# Task brief
Give the listing again in full, matching it character for character.

[Materials provided — start]

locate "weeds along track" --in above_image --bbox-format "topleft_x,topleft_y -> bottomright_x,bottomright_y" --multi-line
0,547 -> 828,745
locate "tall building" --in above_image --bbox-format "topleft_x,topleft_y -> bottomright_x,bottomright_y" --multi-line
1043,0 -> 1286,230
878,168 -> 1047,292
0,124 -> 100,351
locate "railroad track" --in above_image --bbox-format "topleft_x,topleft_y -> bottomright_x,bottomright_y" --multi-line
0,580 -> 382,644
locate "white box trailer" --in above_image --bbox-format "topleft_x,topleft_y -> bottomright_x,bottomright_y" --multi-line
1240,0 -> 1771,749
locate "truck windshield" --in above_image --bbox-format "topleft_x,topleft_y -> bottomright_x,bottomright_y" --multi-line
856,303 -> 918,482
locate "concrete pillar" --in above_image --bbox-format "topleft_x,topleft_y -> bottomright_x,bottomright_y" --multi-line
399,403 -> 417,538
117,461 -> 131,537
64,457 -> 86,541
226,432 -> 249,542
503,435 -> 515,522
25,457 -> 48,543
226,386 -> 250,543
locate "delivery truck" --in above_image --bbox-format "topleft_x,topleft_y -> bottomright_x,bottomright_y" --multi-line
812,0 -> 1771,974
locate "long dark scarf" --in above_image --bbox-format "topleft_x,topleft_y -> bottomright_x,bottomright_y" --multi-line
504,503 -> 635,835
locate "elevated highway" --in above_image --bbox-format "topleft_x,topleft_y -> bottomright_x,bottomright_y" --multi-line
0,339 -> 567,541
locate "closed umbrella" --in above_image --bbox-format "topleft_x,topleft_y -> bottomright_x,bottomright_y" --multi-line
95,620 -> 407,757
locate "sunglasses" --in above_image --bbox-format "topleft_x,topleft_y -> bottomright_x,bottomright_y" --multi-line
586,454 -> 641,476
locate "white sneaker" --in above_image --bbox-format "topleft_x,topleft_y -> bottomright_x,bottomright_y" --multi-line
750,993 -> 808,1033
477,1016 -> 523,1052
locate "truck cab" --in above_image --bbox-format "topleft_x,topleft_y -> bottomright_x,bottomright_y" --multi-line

[Materials provided — finish]

# Output for this task
locate "weeds along track" --in above_image --bbox-format "topleft_x,topleft_y -> bottomright_x,bottomright_y" --multi-line
0,547 -> 828,745
locate "tall building" --in above_image --bbox-format "topleft_x,topleft_y -> bottomright_x,bottomright_y" --multi-line
1043,0 -> 1286,230
878,168 -> 1047,292
0,124 -> 100,351
locate "railroad track" --in above_image --bbox-format "topleft_x,topleft_y -> bottomright_x,bottomright_y" --multi-line
0,580 -> 382,644
locate "white box trailer" --in above_image --bbox-format "topleft_x,topleft_y -> bottomright_x,bottomright_y" --multi-line
1240,0 -> 1771,749
locate "truck windshield" --in above_image --bbox-format "topleft_x,topleft_y -> bottomright_x,bottomright_y" --multi-line
856,303 -> 918,482
locate "concrete pillar" --in above_image --bbox-format "topleft_x,topleft_y -> bottomright_x,bottomright_y" --multi-line
399,403 -> 417,538
117,461 -> 131,537
64,457 -> 86,541
226,432 -> 249,542
503,435 -> 515,522
25,457 -> 48,543
226,386 -> 250,543
locate "delivery truck" --in above_image --bbox-format "topleft_x,topleft_y -> bottomright_x,bottomright_y" --multi-line
812,0 -> 1771,974
locate "long dark scarf" --in above_image --bbox-format "topleft_x,topleft_y -> bottomright_x,bottomright_y" --multi-line
504,503 -> 635,835
locate "elevated highway" --in above_image --bbox-format "topleft_x,topleft_y -> bottomright_x,bottomright_y" --multi-line
0,339 -> 567,541
locate "closed umbrella" --in above_image --bbox-format "topleft_x,topleft_y -> bottomright_x,bottomright_y" --multi-line
95,620 -> 407,757
locate "sunglasses" --in above_image --bbox-format "topleft_x,topleft_y -> bottomright_x,bottomright_y" --multi-line
586,454 -> 641,476
locate "white sneaker" --in above_image --bbox-format "topleft_x,topleft_y -> bottomright_x,bottomright_y" --multi-line
750,993 -> 808,1033
477,1016 -> 523,1052
locate "truck cab" --in above_image --bbox-format "topleft_x,topleft_y -> bottomright_x,bottomright_y" --multi-line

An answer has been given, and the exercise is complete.